● **SUPPLIED DATA**
+===+

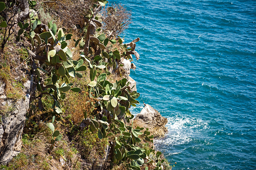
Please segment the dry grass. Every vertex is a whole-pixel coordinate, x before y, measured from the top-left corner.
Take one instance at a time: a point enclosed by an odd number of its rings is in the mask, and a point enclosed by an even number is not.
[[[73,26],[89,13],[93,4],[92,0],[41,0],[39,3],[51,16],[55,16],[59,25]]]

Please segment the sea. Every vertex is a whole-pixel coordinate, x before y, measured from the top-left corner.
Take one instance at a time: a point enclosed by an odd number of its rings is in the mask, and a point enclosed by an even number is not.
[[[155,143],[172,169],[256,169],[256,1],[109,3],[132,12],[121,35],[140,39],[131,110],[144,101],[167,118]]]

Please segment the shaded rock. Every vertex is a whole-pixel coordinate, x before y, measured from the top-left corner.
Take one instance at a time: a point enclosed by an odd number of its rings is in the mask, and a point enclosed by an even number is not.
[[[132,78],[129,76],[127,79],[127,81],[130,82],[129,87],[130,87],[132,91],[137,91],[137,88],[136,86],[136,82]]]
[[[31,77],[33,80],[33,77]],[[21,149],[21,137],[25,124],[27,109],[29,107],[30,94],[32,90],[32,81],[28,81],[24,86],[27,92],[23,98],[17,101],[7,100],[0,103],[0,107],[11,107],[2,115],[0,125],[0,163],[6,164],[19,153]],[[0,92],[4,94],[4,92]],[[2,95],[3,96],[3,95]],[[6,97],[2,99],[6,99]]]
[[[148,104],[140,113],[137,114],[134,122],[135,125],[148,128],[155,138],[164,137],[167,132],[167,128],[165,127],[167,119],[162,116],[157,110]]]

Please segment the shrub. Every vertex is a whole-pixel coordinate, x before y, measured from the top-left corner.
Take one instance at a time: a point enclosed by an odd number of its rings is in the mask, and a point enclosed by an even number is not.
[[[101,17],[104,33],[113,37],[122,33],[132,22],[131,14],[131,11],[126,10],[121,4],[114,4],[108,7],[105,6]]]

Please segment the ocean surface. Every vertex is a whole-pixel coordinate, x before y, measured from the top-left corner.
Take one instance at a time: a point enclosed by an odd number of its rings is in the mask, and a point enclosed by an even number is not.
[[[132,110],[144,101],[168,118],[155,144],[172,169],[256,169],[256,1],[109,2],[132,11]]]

+===+

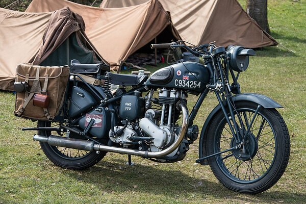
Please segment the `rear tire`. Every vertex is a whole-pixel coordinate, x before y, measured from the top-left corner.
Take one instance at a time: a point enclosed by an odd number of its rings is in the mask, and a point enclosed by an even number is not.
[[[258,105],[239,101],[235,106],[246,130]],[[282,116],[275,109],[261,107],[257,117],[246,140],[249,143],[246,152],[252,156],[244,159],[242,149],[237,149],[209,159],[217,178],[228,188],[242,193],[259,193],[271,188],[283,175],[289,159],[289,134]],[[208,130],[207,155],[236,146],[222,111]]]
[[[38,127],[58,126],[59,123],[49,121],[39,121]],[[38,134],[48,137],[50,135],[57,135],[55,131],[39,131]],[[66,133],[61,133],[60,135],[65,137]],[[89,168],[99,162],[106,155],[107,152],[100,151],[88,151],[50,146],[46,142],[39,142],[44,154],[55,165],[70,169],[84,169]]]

+===+

● **REQUIREMENT**
State how many of the lines above contain the word "surface". Give only the number.

● **RESULT OF THE EXERCISE**
1